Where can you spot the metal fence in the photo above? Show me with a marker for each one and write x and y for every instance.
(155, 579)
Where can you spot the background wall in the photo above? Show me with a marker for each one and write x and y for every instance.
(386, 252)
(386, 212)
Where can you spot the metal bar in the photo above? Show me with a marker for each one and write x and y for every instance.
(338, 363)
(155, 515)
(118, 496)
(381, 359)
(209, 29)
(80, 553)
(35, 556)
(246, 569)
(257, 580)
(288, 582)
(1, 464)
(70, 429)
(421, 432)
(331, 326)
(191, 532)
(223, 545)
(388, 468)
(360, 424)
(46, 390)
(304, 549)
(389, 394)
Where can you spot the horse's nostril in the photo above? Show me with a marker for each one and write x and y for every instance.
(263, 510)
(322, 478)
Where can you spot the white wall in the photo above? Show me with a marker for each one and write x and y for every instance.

- Work to be completed:
Convert the entries above into a JSON list of strings, one string per line, skipping any blank lines.

- Written response:
[
  "Where can you spot the metal fence in the photo above? Show me with a marker for each one and write x and y for every instance.",
  "(155, 579)",
  "Where can you spot the background wall in the photo above? Show me with a marker for each one and write x and y for every instance.",
  "(386, 252)",
  "(386, 212)",
  "Where can you spot the metal bar in the photo above? Show me with a marker for each one and write x and y for every instance.",
  "(338, 363)",
  "(155, 515)",
  "(118, 496)",
  "(381, 359)",
  "(209, 29)",
  "(80, 553)",
  "(35, 556)",
  "(246, 569)",
  "(257, 580)",
  "(288, 582)",
  "(1, 464)",
  "(70, 429)",
  "(421, 432)",
  "(331, 326)",
  "(191, 532)",
  "(223, 545)",
  "(388, 468)",
  "(360, 424)",
  "(46, 390)",
  "(304, 549)",
  "(389, 394)",
  "Where can you spot the horse's nostril in the photo above? Show me with a marker for each one and write x and y for every instance.",
  "(263, 510)",
  "(322, 478)",
  "Where can you spot the white wall in the photo above? Show me with a marker for each one and write x and y for every instance."
]